Starting with the line that contains "Target: grater handle", copy every line through the end of the data below, exactly and with nothing added.

--- BEGIN ---

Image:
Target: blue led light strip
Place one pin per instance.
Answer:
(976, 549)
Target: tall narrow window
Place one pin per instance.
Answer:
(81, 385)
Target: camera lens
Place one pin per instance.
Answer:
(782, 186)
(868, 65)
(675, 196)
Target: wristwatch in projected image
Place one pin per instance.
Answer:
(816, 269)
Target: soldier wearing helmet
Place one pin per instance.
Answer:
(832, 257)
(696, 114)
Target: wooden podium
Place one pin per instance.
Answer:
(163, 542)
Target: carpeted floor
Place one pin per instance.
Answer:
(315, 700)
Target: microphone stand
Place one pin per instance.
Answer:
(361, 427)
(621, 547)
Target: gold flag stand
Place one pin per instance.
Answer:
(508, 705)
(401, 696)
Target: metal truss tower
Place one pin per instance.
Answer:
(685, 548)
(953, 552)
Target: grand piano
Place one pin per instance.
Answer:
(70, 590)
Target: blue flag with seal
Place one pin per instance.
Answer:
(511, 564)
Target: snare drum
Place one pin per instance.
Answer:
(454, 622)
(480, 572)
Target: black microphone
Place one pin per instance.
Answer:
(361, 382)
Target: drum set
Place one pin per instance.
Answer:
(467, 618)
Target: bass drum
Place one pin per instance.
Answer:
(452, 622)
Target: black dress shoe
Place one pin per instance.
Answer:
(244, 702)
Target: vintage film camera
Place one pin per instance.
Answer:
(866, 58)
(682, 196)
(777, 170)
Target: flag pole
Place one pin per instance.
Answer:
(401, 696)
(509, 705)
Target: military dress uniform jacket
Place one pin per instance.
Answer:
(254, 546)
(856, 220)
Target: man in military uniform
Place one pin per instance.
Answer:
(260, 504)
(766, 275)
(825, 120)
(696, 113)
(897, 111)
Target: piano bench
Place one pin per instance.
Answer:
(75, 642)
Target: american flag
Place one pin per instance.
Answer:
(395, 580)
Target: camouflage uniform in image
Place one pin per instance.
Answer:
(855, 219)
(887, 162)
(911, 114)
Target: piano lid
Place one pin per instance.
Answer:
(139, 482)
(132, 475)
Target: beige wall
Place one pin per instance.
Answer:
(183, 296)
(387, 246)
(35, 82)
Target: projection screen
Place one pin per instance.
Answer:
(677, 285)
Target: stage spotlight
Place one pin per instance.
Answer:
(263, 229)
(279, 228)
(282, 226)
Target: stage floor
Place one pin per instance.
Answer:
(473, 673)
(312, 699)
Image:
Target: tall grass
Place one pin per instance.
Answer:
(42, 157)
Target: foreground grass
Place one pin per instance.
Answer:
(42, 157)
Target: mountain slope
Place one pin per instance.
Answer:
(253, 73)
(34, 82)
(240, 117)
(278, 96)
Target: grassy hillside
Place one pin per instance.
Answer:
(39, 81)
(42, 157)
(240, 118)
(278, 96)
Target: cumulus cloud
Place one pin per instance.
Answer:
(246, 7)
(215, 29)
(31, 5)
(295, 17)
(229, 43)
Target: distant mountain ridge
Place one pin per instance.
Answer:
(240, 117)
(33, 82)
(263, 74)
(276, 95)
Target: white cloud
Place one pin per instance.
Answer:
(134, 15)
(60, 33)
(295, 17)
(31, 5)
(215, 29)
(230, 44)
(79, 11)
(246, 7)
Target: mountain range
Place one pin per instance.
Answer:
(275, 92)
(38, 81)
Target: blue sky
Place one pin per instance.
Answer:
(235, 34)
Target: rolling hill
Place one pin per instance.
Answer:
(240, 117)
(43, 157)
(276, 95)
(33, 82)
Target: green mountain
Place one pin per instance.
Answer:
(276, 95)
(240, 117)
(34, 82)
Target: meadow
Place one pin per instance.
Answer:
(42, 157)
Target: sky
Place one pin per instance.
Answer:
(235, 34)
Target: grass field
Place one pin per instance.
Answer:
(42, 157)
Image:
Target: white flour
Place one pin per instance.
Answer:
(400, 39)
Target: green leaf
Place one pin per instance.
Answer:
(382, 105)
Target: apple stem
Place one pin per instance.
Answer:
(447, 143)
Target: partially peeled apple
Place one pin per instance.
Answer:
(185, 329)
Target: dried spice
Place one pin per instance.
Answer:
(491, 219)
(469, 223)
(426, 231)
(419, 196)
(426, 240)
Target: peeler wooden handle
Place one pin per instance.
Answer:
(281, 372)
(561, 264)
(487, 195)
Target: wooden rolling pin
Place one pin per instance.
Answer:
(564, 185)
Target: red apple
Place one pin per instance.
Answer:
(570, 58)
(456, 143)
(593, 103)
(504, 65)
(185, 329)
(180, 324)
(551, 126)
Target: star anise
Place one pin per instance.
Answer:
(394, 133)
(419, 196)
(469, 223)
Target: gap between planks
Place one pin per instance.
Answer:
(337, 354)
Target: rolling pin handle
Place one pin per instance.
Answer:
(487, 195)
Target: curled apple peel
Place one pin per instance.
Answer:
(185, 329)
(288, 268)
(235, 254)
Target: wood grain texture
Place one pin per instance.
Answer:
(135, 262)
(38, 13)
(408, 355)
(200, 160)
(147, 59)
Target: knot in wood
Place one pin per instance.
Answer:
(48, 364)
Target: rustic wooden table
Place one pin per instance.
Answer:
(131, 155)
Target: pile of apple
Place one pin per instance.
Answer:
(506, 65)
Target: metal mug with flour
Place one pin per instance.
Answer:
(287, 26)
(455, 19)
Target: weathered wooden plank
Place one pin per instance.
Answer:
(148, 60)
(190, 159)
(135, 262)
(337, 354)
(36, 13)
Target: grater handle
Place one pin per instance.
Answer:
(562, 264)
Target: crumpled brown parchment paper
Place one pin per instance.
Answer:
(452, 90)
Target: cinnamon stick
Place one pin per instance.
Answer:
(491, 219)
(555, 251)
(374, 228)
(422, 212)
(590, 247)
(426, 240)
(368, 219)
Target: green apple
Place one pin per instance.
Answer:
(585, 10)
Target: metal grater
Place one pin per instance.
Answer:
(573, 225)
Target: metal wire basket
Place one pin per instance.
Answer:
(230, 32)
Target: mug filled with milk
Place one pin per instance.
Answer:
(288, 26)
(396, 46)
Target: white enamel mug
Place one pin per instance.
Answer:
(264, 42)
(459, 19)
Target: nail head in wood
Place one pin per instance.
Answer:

--- END ---

• **Problem solution**
Target: grater handle
Place one pin per instance.
Answer:
(562, 264)
Target: crumpled brown parchment paper
Place one pin per instance.
Answer:
(452, 90)
Target: cinnamon stick
Place one pin per instance.
Answer:
(491, 219)
(555, 251)
(374, 228)
(422, 212)
(590, 247)
(426, 240)
(368, 219)
Target: green apple
Place one pin per instance.
Answer:
(585, 10)
Target: metal grater
Place one pin per instance.
Answer:
(573, 225)
Target: metal wire basket
Place one pin per instance.
Answer:
(230, 32)
Target: mug filled with milk
Place one pin per instance.
Answer:
(288, 26)
(396, 46)
Target: white enamel mug
Place one pin per instance.
Answer:
(264, 42)
(459, 19)
Target: nail head in wood
Place one pin per instance.
Answer:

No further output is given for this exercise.